Requirements: Rescale the material from the line with "Can you find the black" through the end: give every line again, requests included, with each coordinate in the answers multiplied by 1.75 and rounded to a whole number (halves round up), while the requests and their sample coordinates stay unchanged. Leave the pictures out.

Task inputs:
────────────────────────────────────────
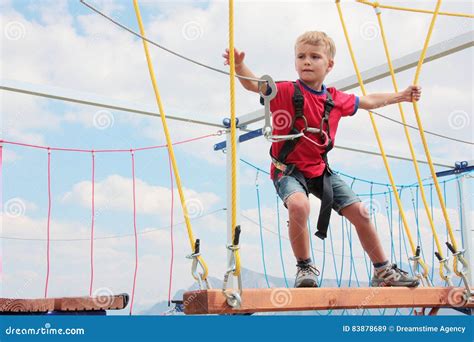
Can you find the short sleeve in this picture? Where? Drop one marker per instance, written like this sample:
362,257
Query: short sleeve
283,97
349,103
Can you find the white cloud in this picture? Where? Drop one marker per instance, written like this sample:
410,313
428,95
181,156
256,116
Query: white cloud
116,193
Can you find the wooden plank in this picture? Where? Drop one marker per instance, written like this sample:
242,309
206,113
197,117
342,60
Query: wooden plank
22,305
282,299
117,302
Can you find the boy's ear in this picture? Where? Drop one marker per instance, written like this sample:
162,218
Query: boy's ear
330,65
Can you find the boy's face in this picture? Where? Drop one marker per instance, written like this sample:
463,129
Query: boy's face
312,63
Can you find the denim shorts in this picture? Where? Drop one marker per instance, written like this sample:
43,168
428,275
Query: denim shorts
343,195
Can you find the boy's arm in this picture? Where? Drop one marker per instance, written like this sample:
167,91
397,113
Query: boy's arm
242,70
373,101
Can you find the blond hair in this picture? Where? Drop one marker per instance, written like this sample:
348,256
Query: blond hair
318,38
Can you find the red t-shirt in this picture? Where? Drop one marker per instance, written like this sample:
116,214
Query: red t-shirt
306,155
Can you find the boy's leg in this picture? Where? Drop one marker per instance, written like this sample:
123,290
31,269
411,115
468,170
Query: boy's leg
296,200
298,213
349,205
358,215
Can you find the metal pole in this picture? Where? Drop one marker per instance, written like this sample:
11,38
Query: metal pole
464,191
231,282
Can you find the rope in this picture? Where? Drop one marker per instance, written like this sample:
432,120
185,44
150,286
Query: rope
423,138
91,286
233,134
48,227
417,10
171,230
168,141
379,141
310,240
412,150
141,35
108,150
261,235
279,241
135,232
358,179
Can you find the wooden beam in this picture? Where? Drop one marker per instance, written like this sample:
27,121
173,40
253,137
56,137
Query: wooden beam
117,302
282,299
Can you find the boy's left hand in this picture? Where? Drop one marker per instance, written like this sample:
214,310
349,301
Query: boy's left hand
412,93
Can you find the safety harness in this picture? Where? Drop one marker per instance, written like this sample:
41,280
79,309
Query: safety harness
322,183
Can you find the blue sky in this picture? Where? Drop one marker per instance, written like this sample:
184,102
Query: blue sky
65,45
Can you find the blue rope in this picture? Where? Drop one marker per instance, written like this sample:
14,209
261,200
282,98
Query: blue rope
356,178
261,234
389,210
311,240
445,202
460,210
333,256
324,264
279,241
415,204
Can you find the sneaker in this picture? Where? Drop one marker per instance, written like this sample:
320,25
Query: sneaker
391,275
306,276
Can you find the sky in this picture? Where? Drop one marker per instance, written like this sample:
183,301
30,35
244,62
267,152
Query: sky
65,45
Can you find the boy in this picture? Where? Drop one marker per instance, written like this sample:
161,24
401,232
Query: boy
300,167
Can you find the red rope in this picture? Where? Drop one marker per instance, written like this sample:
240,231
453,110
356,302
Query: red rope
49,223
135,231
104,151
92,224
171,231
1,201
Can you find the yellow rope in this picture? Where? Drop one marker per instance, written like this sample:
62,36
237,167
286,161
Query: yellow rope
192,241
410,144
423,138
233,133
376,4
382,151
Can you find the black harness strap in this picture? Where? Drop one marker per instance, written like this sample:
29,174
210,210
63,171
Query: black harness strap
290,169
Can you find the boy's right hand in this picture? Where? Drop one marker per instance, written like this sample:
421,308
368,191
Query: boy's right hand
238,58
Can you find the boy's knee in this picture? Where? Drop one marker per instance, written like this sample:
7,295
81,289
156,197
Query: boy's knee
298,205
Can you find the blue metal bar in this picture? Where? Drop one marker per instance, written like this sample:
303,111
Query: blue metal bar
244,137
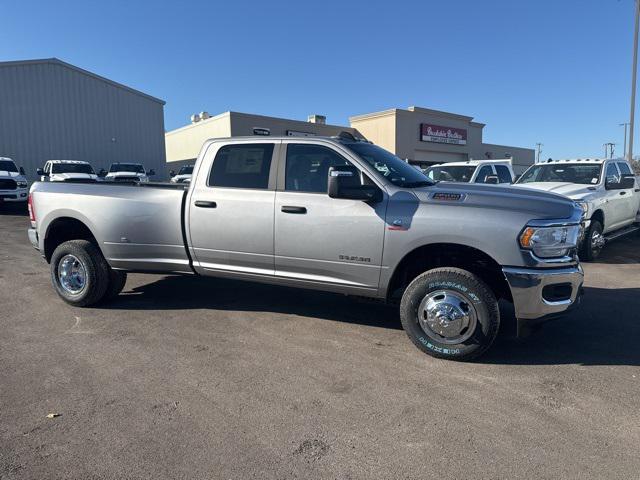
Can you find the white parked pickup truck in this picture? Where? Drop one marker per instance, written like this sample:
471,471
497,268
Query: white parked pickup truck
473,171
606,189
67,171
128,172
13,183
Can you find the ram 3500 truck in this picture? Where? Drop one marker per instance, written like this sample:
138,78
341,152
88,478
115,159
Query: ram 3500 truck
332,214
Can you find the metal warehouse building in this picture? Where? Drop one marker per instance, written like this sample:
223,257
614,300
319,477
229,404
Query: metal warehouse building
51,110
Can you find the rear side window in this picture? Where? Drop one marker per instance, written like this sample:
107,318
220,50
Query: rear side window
────────────────────────────────────────
Answer for this exercise:
Can you find the black harness strap in this picture? Where? Drop one marker per instance, written like this sample:
29,174
210,210
63,171
Query: black harness strap
508,296
Can you find the boy's right hand in this picture? Where? Drop one marker per instance, written like this sample:
421,308
368,191
Query: boy's right hand
417,102
Can you find the boy's knee in this picture? Where? Drop one marker per instance, written like this sample:
7,295
81,289
156,197
Query: boy's knee
522,359
Can you find the blue metal bar in this picture? Where? Drop one marker per instance, written like this sample:
303,111
Query: blue metal bar
427,240
Can you find the white parked pickup truck in this picture? Where? Drop one marker per instance, written like this sample:
471,471
497,268
Query: white parked pickup truck
828,299
1061,331
117,299
224,301
23,320
Can you find the ram 3500 truck in this picture? Where? Drop one marker per instance, written like this sample:
138,78
341,152
88,478
115,159
Query: ram 3500 truck
581,375
Can you find the metal warehouse building in this picture? Where? Drop one marker per instance, written like this sample:
223,257
614,300
319,477
229,404
Query: metal warehouse building
89,193
Can you find the rear side window in this picture? Where? Drop one marker per instance, written like this sample:
107,318
220,50
Query: rear side window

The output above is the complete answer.